◆ Check your understanding
- 1) Please translate this sentence from the Mycoplasma bovis article into Spanish: "The government would decide what to do about the disease by Monday's Cabinet meeting."
- 2) Name every farming organization that the Mycoplasma bovis article says will discuss the issue with government ministers today.

◆ Supplied text
Wrangling over what to do about the cattle disease Mycoplasma bovis is going down to the wire but whatever the solution, it is expected to cost about $1 billion.
Federated Farmers, DairyNZ and Beef + Lamb NZ will discuss the issue with government ministers today. This last-chance meeting will form the basis of a paper going to Cabinet on Monday.
Federated Farmers President Katie Milne said all three groups were nearing consensus as to what do about the disease: Contain or eradicate it.
"We are on the same page in that we want to have as much information in front of us so we are confident that the decision we are making is the right one for all farmers.
"There is a lot of information there but we would like some more information. And we are getting to the point where we are able to come to a conclusion."
Minister of agriculture and biosecurity Damien O'Connor earlier this week said that he wanted a final word from the industry today, however the industry was not yet there.
The government would decide what to do about the disease by Monday's Cabinet meeting.
Speculation was that eradication would be selected ahead of management as the cost would be the same - about $1 billion - but Ms Milne said the decision was not straight forward.
"It's a big call to make as whichever way we go because we are weighing up the human factors of the pain and suffering we are going through right now, against having a chance to get rid of [the disease].
However, this morning she told Morning Report that keeping eradication on the table would be a good thing.
But she said that it would depend on how that would look.

◆ Listed records
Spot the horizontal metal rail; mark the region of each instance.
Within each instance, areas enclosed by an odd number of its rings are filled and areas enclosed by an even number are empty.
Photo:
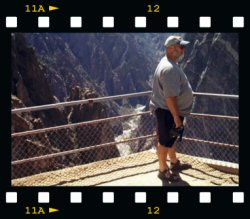
[[[32,111],[39,111],[39,110],[46,110],[52,108],[61,108],[66,106],[74,106],[79,104],[87,104],[87,103],[95,103],[95,102],[105,102],[109,100],[118,100],[123,98],[131,98],[131,97],[140,97],[151,95],[152,91],[145,91],[145,92],[138,92],[138,93],[131,93],[131,94],[123,94],[123,95],[116,95],[116,96],[108,96],[108,97],[98,97],[93,99],[85,99],[85,100],[76,100],[76,101],[69,101],[69,102],[61,102],[61,103],[54,103],[54,104],[46,104],[42,106],[32,106],[32,107],[24,107],[19,109],[12,109],[11,113],[24,113],[24,112],[32,112]],[[197,93],[193,92],[194,96],[211,96],[211,97],[219,97],[219,98],[230,98],[230,99],[238,99],[239,95],[228,95],[228,94],[213,94],[213,93]]]
[[[136,141],[136,140],[141,140],[141,139],[146,139],[146,138],[153,138],[155,136],[156,136],[155,134],[146,135],[146,136],[130,138],[130,139],[123,140],[123,141],[118,141],[118,142],[109,142],[109,143],[104,143],[104,144],[99,144],[99,145],[93,145],[93,146],[89,146],[89,147],[85,147],[85,148],[78,148],[78,149],[64,151],[64,152],[58,152],[58,153],[53,153],[53,154],[48,154],[48,155],[42,155],[42,156],[39,156],[39,157],[32,157],[32,158],[23,159],[23,160],[12,161],[11,164],[12,165],[19,165],[19,164],[22,164],[22,163],[27,163],[27,162],[37,161],[37,160],[44,160],[44,159],[49,159],[49,158],[54,158],[54,157],[60,157],[60,156],[80,153],[80,152],[83,152],[83,151],[89,151],[89,150],[92,150],[94,148],[108,147],[108,146],[111,146],[111,145],[114,145],[114,144],[123,144],[123,143],[126,143],[126,142],[131,142],[131,141]]]
[[[89,151],[89,150],[92,150],[92,149],[95,149],[95,148],[108,147],[108,146],[111,146],[111,145],[123,144],[123,143],[127,143],[127,142],[133,142],[133,141],[136,141],[136,140],[147,139],[147,138],[155,138],[155,137],[156,137],[156,134],[145,135],[145,136],[130,138],[130,139],[126,139],[126,140],[122,140],[122,141],[118,141],[118,142],[109,142],[109,143],[93,145],[93,146],[89,146],[89,147],[85,147],[85,148],[78,148],[78,149],[68,150],[68,151],[64,151],[64,152],[58,152],[58,153],[42,155],[42,156],[38,156],[38,157],[27,158],[27,159],[23,159],[23,160],[16,160],[16,161],[12,161],[11,164],[13,166],[14,165],[20,165],[20,164],[23,164],[23,163],[34,162],[34,161],[38,161],[38,160],[45,160],[45,159],[50,159],[50,158],[55,158],[55,157],[66,156],[66,155],[70,155],[70,154],[76,154],[76,153],[80,153],[80,152],[84,152],[84,151]],[[222,147],[239,148],[238,145],[225,144],[225,143],[213,142],[213,141],[206,141],[206,140],[201,140],[201,139],[183,137],[183,140],[200,142],[200,143],[207,143],[207,144],[222,146]]]
[[[17,132],[17,133],[11,134],[11,137],[32,135],[32,134],[48,132],[48,131],[56,131],[56,130],[60,130],[60,129],[64,129],[64,128],[74,128],[74,127],[78,127],[81,125],[93,125],[93,124],[97,124],[97,123],[101,123],[101,122],[109,122],[109,121],[112,121],[115,119],[124,119],[124,118],[133,117],[133,116],[146,115],[146,114],[150,114],[150,113],[151,113],[150,111],[146,111],[146,112],[141,112],[141,113],[127,114],[127,115],[123,115],[123,116],[114,116],[114,117],[109,117],[109,118],[104,118],[104,119],[91,120],[91,121],[87,121],[87,122],[71,123],[71,124],[60,125],[60,126],[55,126],[55,127],[36,129],[36,130],[30,130],[30,131],[25,131],[25,132]],[[193,116],[193,117],[226,118],[226,119],[232,119],[232,120],[239,119],[239,117],[236,117],[236,116],[221,116],[221,115],[210,115],[210,114],[199,114],[199,113],[191,113],[191,116]]]
[[[133,114],[127,114],[123,116],[113,116],[109,118],[104,118],[104,119],[96,119],[96,120],[91,120],[87,122],[79,122],[79,123],[71,123],[67,125],[60,125],[60,126],[55,126],[55,127],[49,127],[49,128],[43,128],[43,129],[36,129],[36,130],[30,130],[30,131],[25,131],[25,132],[17,132],[11,134],[11,137],[17,137],[17,136],[23,136],[23,135],[31,135],[31,134],[37,134],[37,133],[42,133],[42,132],[48,132],[48,131],[56,131],[64,128],[74,128],[78,127],[81,125],[93,125],[101,122],[109,122],[114,119],[124,119],[124,118],[129,118],[133,116],[141,116],[145,114],[149,114],[150,112],[142,112],[142,113],[133,113]]]

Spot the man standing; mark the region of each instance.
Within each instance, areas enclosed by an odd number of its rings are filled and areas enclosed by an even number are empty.
[[[157,155],[159,159],[158,177],[162,180],[177,181],[175,171],[191,168],[176,157],[175,141],[170,130],[183,126],[183,119],[190,114],[193,103],[193,92],[188,79],[178,62],[184,56],[185,46],[190,42],[181,36],[169,36],[165,41],[166,55],[158,64],[153,81],[153,92],[150,109],[157,119]],[[167,165],[167,156],[170,167]]]

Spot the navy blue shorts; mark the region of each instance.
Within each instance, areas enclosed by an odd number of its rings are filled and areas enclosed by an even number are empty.
[[[172,147],[177,137],[171,137],[169,131],[175,125],[174,118],[169,110],[157,108],[155,110],[155,116],[157,120],[157,136],[158,142],[165,147]],[[181,117],[183,121],[183,117]]]

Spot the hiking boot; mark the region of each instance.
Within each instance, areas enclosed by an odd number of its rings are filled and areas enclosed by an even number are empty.
[[[158,178],[160,178],[161,180],[167,180],[169,182],[176,182],[180,179],[180,177],[176,174],[174,174],[171,170],[167,169],[164,170],[163,172],[161,172],[159,170],[158,172]]]
[[[189,163],[182,163],[180,162],[180,160],[177,160],[176,163],[172,163],[170,164],[170,169],[172,171],[181,171],[181,170],[187,170],[192,168],[192,165]]]

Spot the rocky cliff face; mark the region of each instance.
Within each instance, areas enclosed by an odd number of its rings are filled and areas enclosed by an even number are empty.
[[[186,34],[191,41],[182,67],[193,90],[204,93],[239,94],[239,37],[237,33]],[[239,116],[238,99],[195,97],[193,112]],[[187,119],[188,137],[239,144],[239,121],[215,118]],[[180,147],[181,149],[181,147]],[[182,148],[185,150],[185,148]],[[190,149],[188,150],[190,152]],[[238,162],[238,150],[192,143],[195,155]]]
[[[186,34],[191,41],[182,67],[196,92],[239,93],[239,38],[237,33]],[[197,98],[194,112],[238,115],[238,102]]]

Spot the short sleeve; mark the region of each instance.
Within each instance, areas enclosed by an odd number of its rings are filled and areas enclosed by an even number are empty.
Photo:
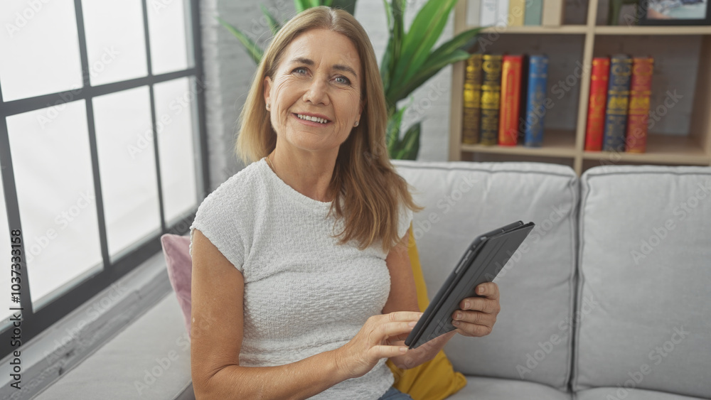
[[[407,229],[412,222],[412,210],[405,204],[401,204],[397,215],[397,237],[402,239],[407,233]]]
[[[200,229],[235,268],[243,272],[244,222],[235,217],[241,213],[235,209],[234,198],[225,195],[221,188],[210,193],[198,207],[190,226],[190,255],[193,256],[193,234]]]

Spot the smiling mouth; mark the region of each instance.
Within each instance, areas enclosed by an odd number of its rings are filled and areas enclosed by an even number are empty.
[[[328,119],[324,119],[323,118],[319,118],[318,117],[310,117],[309,115],[302,115],[301,114],[294,114],[296,118],[299,119],[303,119],[304,121],[311,121],[311,122],[318,122],[319,124],[328,124],[331,122]]]

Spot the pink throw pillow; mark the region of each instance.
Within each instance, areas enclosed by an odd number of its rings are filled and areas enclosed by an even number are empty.
[[[190,285],[193,274],[193,261],[190,256],[190,237],[166,233],[161,237],[163,254],[166,256],[168,278],[178,296],[178,303],[183,311],[185,328],[190,336]]]

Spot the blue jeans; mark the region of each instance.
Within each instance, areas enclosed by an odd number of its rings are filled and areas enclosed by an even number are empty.
[[[412,398],[409,394],[390,387],[378,400],[412,400]]]

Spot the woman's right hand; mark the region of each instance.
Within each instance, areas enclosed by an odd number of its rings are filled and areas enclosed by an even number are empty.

◆ Answer section
- 1) El gobierno decidiría qué hacer con la enfermedad antes de la reunión del Gabinete del lunes.

- 2) Federated Farmers, DairyNZ, Beef + Lamb NZ